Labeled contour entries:
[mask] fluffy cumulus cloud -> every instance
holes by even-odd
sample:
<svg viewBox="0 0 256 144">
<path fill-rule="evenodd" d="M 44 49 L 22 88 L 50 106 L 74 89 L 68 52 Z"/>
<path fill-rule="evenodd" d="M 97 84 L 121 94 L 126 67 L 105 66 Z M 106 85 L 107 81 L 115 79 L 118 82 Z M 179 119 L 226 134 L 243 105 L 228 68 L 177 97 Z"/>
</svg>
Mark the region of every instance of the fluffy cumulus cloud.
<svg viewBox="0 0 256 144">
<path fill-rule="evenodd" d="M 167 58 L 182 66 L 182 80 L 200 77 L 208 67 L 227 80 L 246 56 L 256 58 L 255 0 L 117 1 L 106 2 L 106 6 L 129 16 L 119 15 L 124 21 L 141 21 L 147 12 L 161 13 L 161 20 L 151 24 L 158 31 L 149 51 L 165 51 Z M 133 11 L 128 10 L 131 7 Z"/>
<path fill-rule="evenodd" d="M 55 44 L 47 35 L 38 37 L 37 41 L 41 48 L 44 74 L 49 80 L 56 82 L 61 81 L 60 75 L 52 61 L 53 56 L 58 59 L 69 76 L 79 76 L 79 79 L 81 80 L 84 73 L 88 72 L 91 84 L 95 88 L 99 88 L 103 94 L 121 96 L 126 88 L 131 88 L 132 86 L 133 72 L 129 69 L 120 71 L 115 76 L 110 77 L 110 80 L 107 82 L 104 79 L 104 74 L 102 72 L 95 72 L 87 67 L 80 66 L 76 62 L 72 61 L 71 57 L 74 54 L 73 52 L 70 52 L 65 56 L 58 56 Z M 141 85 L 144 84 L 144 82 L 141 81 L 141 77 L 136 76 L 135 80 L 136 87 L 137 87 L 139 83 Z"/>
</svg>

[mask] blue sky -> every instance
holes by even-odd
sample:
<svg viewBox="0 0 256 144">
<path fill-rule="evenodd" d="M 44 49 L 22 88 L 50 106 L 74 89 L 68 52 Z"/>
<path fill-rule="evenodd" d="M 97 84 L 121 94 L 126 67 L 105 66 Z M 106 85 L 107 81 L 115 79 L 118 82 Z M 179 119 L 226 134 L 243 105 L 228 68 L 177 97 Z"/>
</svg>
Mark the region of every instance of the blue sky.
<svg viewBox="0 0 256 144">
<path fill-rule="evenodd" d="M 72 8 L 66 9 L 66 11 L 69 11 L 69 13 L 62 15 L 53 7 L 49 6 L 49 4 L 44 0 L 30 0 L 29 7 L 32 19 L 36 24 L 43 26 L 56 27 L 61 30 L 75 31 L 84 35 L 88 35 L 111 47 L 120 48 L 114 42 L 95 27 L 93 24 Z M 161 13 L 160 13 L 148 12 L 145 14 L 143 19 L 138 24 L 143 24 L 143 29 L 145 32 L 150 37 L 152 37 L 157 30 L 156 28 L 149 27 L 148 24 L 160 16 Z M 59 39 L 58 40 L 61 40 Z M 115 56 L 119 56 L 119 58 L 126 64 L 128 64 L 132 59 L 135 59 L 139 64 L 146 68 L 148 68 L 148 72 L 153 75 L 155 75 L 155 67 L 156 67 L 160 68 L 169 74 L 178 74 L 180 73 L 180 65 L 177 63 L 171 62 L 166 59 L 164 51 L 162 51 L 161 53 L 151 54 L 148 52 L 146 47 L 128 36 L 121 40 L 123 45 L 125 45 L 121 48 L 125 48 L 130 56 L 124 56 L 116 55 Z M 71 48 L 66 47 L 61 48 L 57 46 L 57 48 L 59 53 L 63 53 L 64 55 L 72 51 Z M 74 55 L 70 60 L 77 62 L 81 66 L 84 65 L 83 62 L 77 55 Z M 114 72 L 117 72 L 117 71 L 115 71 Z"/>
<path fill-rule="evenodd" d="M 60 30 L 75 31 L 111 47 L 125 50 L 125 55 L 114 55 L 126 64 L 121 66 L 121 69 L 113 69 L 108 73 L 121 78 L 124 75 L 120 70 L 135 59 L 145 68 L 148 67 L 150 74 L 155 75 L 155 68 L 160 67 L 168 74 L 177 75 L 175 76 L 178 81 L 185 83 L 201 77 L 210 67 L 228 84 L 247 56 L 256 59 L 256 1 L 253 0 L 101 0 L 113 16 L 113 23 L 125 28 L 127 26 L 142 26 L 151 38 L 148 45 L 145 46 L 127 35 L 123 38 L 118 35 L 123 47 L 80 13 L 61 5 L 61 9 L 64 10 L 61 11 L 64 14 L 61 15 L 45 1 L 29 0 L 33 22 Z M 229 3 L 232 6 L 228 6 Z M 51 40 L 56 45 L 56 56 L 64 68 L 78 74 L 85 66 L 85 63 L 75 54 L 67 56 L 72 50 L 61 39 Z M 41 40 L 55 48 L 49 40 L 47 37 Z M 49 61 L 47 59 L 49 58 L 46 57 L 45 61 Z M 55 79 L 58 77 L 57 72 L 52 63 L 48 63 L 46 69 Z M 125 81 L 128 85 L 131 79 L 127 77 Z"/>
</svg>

Task requirements
Show every line of the records that contains the word "Mark". Case counts.

Task solution
Mark the region of every instance of the fluffy cumulus cloud.
Mark the region of every instance of the blue sky.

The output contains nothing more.